[Part of a data file]
Start
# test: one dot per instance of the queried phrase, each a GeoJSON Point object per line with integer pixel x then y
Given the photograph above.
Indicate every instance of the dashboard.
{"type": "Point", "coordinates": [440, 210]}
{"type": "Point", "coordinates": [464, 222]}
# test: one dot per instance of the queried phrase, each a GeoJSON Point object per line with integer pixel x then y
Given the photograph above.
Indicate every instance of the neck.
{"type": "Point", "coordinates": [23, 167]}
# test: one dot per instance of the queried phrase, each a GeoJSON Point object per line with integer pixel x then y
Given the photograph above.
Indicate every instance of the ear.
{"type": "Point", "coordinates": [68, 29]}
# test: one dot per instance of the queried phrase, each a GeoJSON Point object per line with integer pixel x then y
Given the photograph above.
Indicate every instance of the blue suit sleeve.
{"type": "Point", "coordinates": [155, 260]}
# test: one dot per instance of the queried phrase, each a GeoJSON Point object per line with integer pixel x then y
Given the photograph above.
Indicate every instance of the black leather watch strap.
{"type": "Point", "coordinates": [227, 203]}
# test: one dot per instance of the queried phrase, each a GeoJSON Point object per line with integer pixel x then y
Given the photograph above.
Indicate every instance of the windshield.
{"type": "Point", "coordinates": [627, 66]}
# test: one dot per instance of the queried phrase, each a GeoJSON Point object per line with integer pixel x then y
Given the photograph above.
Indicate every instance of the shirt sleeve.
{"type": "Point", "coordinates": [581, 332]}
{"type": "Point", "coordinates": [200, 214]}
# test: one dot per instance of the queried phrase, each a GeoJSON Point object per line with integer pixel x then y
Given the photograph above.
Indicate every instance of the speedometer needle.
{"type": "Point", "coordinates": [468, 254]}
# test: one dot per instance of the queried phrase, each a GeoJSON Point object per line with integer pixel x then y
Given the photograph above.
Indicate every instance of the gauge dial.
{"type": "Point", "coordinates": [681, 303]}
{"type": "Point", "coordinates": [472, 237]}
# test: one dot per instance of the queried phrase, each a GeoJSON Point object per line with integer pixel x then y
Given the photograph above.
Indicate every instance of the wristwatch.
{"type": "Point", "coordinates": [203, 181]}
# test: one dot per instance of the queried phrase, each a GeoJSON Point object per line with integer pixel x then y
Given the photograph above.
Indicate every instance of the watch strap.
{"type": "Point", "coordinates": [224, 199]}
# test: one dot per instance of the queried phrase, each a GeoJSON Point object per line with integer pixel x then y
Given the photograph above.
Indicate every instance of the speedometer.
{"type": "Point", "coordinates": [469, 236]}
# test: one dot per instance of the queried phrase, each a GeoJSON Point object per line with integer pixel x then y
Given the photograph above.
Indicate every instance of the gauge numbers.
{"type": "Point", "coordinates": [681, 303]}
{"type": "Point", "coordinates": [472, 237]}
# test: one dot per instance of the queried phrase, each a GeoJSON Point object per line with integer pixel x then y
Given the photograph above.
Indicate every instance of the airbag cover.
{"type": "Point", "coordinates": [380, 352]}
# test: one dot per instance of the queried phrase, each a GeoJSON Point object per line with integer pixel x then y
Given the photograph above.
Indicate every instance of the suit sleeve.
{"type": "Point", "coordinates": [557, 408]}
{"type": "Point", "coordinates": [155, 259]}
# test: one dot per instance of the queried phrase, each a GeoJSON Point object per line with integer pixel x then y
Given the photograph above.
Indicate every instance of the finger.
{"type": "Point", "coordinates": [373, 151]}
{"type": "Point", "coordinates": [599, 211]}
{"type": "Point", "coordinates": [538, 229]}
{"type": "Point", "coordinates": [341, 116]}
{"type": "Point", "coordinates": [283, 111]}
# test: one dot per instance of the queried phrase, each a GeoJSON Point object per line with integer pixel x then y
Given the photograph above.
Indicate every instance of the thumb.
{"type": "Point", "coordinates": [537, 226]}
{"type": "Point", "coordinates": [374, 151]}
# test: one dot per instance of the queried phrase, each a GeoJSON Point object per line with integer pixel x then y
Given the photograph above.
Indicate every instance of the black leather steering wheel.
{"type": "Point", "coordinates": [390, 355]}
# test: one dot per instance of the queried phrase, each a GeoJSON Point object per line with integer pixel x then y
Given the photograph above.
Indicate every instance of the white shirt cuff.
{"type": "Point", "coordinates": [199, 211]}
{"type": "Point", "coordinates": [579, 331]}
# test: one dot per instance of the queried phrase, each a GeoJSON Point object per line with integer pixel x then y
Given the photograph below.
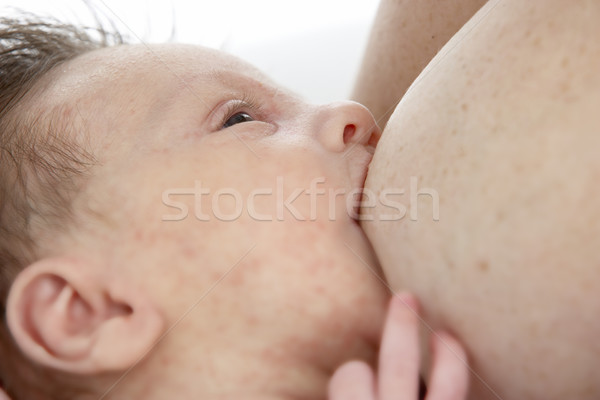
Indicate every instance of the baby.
{"type": "Point", "coordinates": [174, 225]}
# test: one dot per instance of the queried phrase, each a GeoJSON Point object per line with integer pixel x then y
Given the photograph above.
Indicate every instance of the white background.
{"type": "Point", "coordinates": [313, 47]}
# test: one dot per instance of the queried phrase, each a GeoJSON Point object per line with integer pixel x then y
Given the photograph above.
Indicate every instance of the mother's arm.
{"type": "Point", "coordinates": [405, 36]}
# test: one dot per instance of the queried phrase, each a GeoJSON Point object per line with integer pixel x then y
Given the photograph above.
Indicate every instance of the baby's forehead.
{"type": "Point", "coordinates": [147, 66]}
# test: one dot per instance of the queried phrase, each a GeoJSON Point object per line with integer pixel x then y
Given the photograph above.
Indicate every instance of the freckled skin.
{"type": "Point", "coordinates": [505, 128]}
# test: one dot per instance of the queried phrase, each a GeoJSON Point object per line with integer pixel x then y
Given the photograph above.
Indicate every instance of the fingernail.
{"type": "Point", "coordinates": [407, 300]}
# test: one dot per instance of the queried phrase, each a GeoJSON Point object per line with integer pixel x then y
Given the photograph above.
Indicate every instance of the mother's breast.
{"type": "Point", "coordinates": [485, 195]}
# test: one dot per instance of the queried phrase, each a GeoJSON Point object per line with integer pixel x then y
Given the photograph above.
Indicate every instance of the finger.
{"type": "Point", "coordinates": [352, 381]}
{"type": "Point", "coordinates": [450, 373]}
{"type": "Point", "coordinates": [399, 354]}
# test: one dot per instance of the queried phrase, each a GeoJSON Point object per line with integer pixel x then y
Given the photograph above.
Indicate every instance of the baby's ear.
{"type": "Point", "coordinates": [69, 316]}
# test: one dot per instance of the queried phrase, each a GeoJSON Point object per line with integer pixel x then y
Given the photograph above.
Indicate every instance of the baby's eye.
{"type": "Point", "coordinates": [237, 118]}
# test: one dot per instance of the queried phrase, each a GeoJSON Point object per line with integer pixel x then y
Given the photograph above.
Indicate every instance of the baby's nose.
{"type": "Point", "coordinates": [344, 124]}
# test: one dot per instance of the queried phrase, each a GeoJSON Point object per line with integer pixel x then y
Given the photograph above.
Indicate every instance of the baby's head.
{"type": "Point", "coordinates": [175, 225]}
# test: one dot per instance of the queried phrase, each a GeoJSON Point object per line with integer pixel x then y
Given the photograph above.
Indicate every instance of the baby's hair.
{"type": "Point", "coordinates": [41, 168]}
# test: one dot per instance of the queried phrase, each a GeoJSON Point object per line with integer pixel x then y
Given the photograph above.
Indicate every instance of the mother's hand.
{"type": "Point", "coordinates": [398, 370]}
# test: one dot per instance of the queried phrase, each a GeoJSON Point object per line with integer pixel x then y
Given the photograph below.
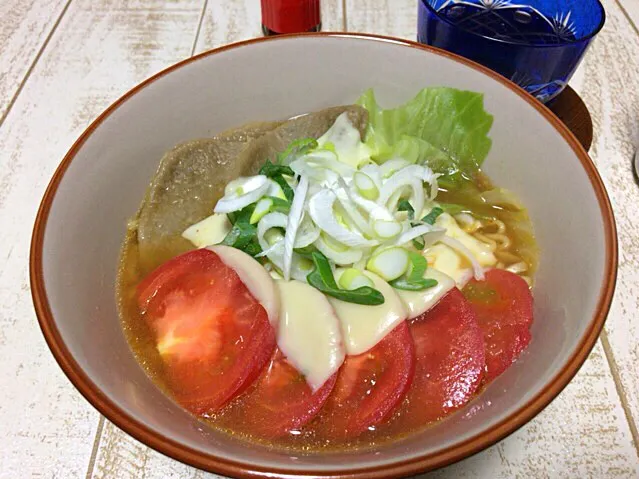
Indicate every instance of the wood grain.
{"type": "Point", "coordinates": [631, 8]}
{"type": "Point", "coordinates": [609, 85]}
{"type": "Point", "coordinates": [233, 21]}
{"type": "Point", "coordinates": [24, 27]}
{"type": "Point", "coordinates": [100, 49]}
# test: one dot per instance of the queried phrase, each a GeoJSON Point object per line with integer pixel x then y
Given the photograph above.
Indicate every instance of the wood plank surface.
{"type": "Point", "coordinates": [631, 8]}
{"type": "Point", "coordinates": [608, 80]}
{"type": "Point", "coordinates": [609, 85]}
{"type": "Point", "coordinates": [100, 49]}
{"type": "Point", "coordinates": [118, 453]}
{"type": "Point", "coordinates": [234, 21]}
{"type": "Point", "coordinates": [25, 26]}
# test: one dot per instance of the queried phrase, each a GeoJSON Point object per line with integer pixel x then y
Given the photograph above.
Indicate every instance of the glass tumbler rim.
{"type": "Point", "coordinates": [584, 38]}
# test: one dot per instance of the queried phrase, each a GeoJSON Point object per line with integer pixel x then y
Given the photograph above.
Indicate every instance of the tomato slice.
{"type": "Point", "coordinates": [450, 362]}
{"type": "Point", "coordinates": [370, 385]}
{"type": "Point", "coordinates": [213, 335]}
{"type": "Point", "coordinates": [280, 401]}
{"type": "Point", "coordinates": [504, 306]}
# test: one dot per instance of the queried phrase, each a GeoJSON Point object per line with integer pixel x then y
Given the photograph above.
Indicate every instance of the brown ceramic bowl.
{"type": "Point", "coordinates": [102, 179]}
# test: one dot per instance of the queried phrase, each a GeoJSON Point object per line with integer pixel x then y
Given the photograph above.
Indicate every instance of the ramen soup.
{"type": "Point", "coordinates": [341, 279]}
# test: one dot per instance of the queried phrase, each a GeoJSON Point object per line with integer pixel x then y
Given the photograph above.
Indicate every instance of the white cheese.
{"type": "Point", "coordinates": [209, 231]}
{"type": "Point", "coordinates": [365, 326]}
{"type": "Point", "coordinates": [256, 279]}
{"type": "Point", "coordinates": [309, 332]}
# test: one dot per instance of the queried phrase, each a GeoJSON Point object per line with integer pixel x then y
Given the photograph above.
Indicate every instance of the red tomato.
{"type": "Point", "coordinates": [503, 304]}
{"type": "Point", "coordinates": [213, 335]}
{"type": "Point", "coordinates": [449, 366]}
{"type": "Point", "coordinates": [370, 385]}
{"type": "Point", "coordinates": [280, 401]}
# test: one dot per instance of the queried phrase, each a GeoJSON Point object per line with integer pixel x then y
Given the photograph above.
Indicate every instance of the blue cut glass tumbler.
{"type": "Point", "coordinates": [537, 44]}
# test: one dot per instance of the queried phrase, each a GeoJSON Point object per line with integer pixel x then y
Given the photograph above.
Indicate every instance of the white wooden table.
{"type": "Point", "coordinates": [63, 61]}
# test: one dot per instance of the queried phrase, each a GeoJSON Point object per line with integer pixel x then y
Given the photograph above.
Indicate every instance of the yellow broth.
{"type": "Point", "coordinates": [470, 195]}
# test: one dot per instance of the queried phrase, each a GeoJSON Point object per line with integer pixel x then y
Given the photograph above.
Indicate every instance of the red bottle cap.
{"type": "Point", "coordinates": [290, 16]}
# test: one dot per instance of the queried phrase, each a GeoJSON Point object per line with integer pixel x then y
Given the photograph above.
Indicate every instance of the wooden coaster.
{"type": "Point", "coordinates": [572, 111]}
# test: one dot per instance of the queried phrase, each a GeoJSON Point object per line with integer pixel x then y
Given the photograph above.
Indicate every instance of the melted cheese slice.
{"type": "Point", "coordinates": [347, 142]}
{"type": "Point", "coordinates": [447, 261]}
{"type": "Point", "coordinates": [255, 278]}
{"type": "Point", "coordinates": [480, 250]}
{"type": "Point", "coordinates": [309, 332]}
{"type": "Point", "coordinates": [418, 302]}
{"type": "Point", "coordinates": [211, 230]}
{"type": "Point", "coordinates": [365, 326]}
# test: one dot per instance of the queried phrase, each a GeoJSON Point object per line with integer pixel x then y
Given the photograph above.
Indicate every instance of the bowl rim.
{"type": "Point", "coordinates": [426, 462]}
{"type": "Point", "coordinates": [581, 40]}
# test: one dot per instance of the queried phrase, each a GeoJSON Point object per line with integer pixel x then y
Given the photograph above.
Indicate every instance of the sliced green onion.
{"type": "Point", "coordinates": [414, 279]}
{"type": "Point", "coordinates": [261, 208]}
{"type": "Point", "coordinates": [365, 186]}
{"type": "Point", "coordinates": [404, 205]}
{"type": "Point", "coordinates": [418, 243]}
{"type": "Point", "coordinates": [337, 252]}
{"type": "Point", "coordinates": [322, 279]}
{"type": "Point", "coordinates": [420, 285]}
{"type": "Point", "coordinates": [274, 235]}
{"type": "Point", "coordinates": [272, 170]}
{"type": "Point", "coordinates": [390, 263]}
{"type": "Point", "coordinates": [243, 234]}
{"type": "Point", "coordinates": [417, 267]}
{"type": "Point", "coordinates": [275, 190]}
{"type": "Point", "coordinates": [280, 205]}
{"type": "Point", "coordinates": [295, 149]}
{"type": "Point", "coordinates": [352, 279]}
{"type": "Point", "coordinates": [253, 188]}
{"type": "Point", "coordinates": [286, 188]}
{"type": "Point", "coordinates": [431, 217]}
{"type": "Point", "coordinates": [387, 229]}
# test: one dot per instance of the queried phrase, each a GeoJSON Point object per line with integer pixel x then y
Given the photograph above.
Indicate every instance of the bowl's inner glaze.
{"type": "Point", "coordinates": [278, 79]}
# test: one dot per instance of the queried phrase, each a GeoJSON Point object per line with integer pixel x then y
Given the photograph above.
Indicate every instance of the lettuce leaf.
{"type": "Point", "coordinates": [444, 128]}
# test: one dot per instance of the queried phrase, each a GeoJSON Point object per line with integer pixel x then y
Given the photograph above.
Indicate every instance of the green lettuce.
{"type": "Point", "coordinates": [444, 128]}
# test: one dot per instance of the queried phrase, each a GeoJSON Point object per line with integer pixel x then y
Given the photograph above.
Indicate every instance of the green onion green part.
{"type": "Point", "coordinates": [322, 279]}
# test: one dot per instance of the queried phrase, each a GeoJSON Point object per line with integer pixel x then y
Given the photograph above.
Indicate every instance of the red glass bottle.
{"type": "Point", "coordinates": [290, 16]}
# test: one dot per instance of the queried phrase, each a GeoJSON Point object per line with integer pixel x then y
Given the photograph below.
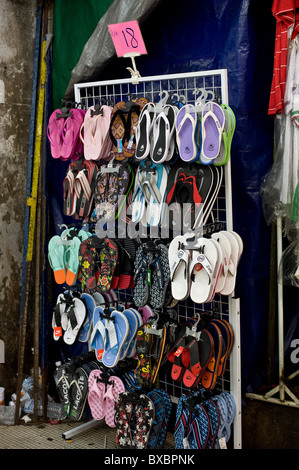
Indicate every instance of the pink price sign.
{"type": "Point", "coordinates": [127, 38]}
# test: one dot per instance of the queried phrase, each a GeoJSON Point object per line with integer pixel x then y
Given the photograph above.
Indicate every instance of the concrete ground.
{"type": "Point", "coordinates": [270, 426]}
{"type": "Point", "coordinates": [265, 426]}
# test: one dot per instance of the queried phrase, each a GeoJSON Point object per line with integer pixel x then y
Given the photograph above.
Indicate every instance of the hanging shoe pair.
{"type": "Point", "coordinates": [155, 133]}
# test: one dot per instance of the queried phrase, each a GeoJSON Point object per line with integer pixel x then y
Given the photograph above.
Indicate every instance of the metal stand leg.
{"type": "Point", "coordinates": [281, 388]}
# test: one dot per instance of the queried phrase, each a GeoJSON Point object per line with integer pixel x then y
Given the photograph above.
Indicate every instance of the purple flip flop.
{"type": "Point", "coordinates": [186, 131]}
{"type": "Point", "coordinates": [212, 124]}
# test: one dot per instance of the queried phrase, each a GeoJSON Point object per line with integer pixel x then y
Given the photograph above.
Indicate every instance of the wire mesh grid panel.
{"type": "Point", "coordinates": [186, 88]}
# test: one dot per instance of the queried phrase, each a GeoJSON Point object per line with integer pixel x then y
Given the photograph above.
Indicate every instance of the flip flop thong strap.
{"type": "Point", "coordinates": [181, 257]}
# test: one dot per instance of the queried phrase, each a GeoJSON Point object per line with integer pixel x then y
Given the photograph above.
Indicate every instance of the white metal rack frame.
{"type": "Point", "coordinates": [186, 85]}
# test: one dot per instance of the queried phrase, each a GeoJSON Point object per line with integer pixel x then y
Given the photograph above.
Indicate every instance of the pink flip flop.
{"type": "Point", "coordinates": [114, 388]}
{"type": "Point", "coordinates": [71, 133]}
{"type": "Point", "coordinates": [96, 393]}
{"type": "Point", "coordinates": [55, 132]}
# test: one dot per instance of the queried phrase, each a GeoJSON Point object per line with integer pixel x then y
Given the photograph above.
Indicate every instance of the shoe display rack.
{"type": "Point", "coordinates": [187, 87]}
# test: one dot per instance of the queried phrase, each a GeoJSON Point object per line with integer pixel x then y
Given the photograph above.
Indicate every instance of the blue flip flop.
{"type": "Point", "coordinates": [130, 341]}
{"type": "Point", "coordinates": [98, 338]}
{"type": "Point", "coordinates": [85, 331]}
{"type": "Point", "coordinates": [117, 328]}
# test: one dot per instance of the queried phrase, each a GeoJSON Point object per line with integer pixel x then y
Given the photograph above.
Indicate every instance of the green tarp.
{"type": "Point", "coordinates": [74, 23]}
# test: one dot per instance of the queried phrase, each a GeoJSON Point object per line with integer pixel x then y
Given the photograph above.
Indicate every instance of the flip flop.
{"type": "Point", "coordinates": [86, 329]}
{"type": "Point", "coordinates": [179, 259]}
{"type": "Point", "coordinates": [98, 339]}
{"type": "Point", "coordinates": [56, 250]}
{"type": "Point", "coordinates": [160, 277]}
{"type": "Point", "coordinates": [96, 391]}
{"type": "Point", "coordinates": [202, 270]}
{"type": "Point", "coordinates": [138, 200]}
{"type": "Point", "coordinates": [130, 341]}
{"type": "Point", "coordinates": [231, 410]}
{"type": "Point", "coordinates": [117, 328]}
{"type": "Point", "coordinates": [114, 387]}
{"type": "Point", "coordinates": [87, 257]}
{"type": "Point", "coordinates": [214, 418]}
{"type": "Point", "coordinates": [142, 276]}
{"type": "Point", "coordinates": [210, 375]}
{"type": "Point", "coordinates": [222, 410]}
{"type": "Point", "coordinates": [227, 136]}
{"type": "Point", "coordinates": [85, 184]}
{"type": "Point", "coordinates": [70, 133]}
{"type": "Point", "coordinates": [54, 132]}
{"type": "Point", "coordinates": [156, 187]}
{"type": "Point", "coordinates": [182, 423]}
{"type": "Point", "coordinates": [108, 261]}
{"type": "Point", "coordinates": [230, 280]}
{"type": "Point", "coordinates": [199, 429]}
{"type": "Point", "coordinates": [163, 130]}
{"type": "Point", "coordinates": [76, 316]}
{"type": "Point", "coordinates": [228, 340]}
{"type": "Point", "coordinates": [71, 261]}
{"type": "Point", "coordinates": [144, 342]}
{"type": "Point", "coordinates": [144, 131]}
{"type": "Point", "coordinates": [179, 357]}
{"type": "Point", "coordinates": [186, 130]}
{"type": "Point", "coordinates": [117, 130]}
{"type": "Point", "coordinates": [212, 128]}
{"type": "Point", "coordinates": [200, 353]}
{"type": "Point", "coordinates": [95, 128]}
{"type": "Point", "coordinates": [145, 414]}
{"type": "Point", "coordinates": [226, 250]}
{"type": "Point", "coordinates": [78, 393]}
{"type": "Point", "coordinates": [64, 380]}
{"type": "Point", "coordinates": [123, 415]}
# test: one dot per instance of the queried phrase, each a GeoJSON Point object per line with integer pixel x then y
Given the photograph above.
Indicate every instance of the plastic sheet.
{"type": "Point", "coordinates": [197, 35]}
{"type": "Point", "coordinates": [99, 49]}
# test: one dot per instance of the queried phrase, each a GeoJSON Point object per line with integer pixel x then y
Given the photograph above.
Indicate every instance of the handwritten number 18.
{"type": "Point", "coordinates": [130, 32]}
End
TASK PROMPT → Report every line above that contains the word "shoe", copying each one in full.

ANSWER IN FULL →
Indicate every instance of the hanging shoe pair.
Indicate every instance of the shoe display rack.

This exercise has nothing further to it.